> **TASK TO COMPLETE**: Render the entire listing below as a numbered list, omitting blank lines and leaving out the pictures.

(A data block)
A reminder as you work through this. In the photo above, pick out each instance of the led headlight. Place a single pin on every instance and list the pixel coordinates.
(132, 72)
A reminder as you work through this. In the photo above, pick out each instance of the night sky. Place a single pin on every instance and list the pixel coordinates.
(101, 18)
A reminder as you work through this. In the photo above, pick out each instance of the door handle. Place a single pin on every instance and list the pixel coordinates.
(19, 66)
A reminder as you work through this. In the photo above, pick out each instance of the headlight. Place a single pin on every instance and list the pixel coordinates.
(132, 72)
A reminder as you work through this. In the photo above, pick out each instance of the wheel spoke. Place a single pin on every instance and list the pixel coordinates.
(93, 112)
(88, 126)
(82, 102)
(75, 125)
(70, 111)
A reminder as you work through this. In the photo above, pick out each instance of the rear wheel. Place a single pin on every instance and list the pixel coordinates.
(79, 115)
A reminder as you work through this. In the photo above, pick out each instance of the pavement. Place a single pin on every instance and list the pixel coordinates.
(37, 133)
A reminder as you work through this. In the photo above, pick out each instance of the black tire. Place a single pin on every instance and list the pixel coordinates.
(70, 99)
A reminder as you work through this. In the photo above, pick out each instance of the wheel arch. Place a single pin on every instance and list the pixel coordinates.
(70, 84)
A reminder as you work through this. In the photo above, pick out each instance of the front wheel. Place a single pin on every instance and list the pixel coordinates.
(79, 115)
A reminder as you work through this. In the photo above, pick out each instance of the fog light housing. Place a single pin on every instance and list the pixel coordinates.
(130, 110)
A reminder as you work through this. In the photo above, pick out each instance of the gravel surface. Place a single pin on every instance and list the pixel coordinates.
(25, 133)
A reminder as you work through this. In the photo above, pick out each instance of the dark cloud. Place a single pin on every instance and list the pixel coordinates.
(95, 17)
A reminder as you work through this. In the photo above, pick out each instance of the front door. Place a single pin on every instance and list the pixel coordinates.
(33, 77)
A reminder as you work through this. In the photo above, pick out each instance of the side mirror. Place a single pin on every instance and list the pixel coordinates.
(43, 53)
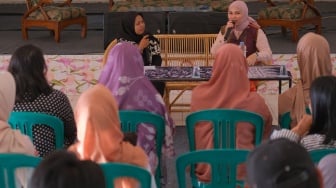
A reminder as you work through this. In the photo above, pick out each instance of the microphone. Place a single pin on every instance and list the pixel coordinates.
(228, 31)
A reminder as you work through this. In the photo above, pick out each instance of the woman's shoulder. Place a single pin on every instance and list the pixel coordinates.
(58, 94)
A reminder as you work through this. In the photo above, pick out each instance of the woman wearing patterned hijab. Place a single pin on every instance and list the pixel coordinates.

> **RESPONSE TO THIS EXERCISE**:
1. A reminder as you work through this. In the photo above, pick out each instance of the led headlight. Place a single pin on every instance and list the pixel coordinates.
2. (132, 72)
3. A reminder as you work through this. In the photo above, pick out each instance of the night sky. Place a single pin on every instance and list the pixel coordinates.
4. (101, 18)
5. A reminder as you work through this. In the photo above, pick out each instance of the door handle. Place a single pin on every instance and list the pixel coordinates.
6. (19, 66)
7. A reminder as you work through this. In the photo above, pick out each instance of the headlight. Place a single pin on every instance and list the pixel coordinates.
8. (132, 72)
9. A reminder as you work through this. In the photo above, pick out each instance of the wheel spoke. Place a single pin on every instance and list the pixel coordinates.
10. (93, 112)
11. (88, 126)
12. (82, 102)
13. (75, 125)
14. (70, 111)
15. A reminder as you work through this. In the photo above, pick out each instance of the rear wheel. Place a single pin on every instance and list the pixel coordinates.
16. (79, 115)
17. A reminder as you work through this. In the photo above, pick out each instance of the pavement. Place a single pin on every instance and list the pixel coordinates.
18. (37, 133)
19. A reminder as you work through this. In the photo above, pick out each instance of the black tire. Place a single pin on every instance and list the pixel coordinates.
20. (70, 99)
21. A reminder as you work through this. In the photo above, pick out each instance of the wheel arch. Place a single pin on every instance and list the pixel coordinates.
22. (70, 84)
23. A reminder as you work through this. In the photo above, pick out each instance of the front wheel. Place a single pin on every instance and list the pixel coordinates.
24. (79, 115)
25. A reminder as you work through this. In the photo above, pick out each instance of the fog light housing. Place a single pin on every instance and list the pixel coordinates.
26. (130, 110)
27. A reminder as you work through this. In the photo above, pick out each instance of the gravel surface. Place a single pin on every instance and list the pixel coordinates.
28. (25, 133)
29. A reminder as you work through this. In the photo above, pick out each instance of the dark cloud. Place a single pin on every instance and list the pixel coordinates.
30. (95, 17)
31. A reminder as you work through this. In the photo above, pick out each instance of the front door. Place a single pin on every instance and list the pixel coordinates.
32. (33, 77)
33. A reminder as you work through this. In the photo above, pick out each instance of the side mirror. Place a single pin on every instance and list the pixel coordinates.
34. (43, 53)
35. A reminder as you work through this. In the photo above, pick out each instance of the microphone. Place a single pin on every instance and list the pixel coordinates.
36. (228, 31)
37. A reminder as you work through this. In the photo above, pick out each instance of the woman's shoulder. Place a single pin on every instance and list the pixel coordinates.
38. (58, 94)
39. A reminder as you work through this. In the photo above, pick out each instance of the woman wearing patterned hijab. Place a single pin on every instance and list the pixel coordinates.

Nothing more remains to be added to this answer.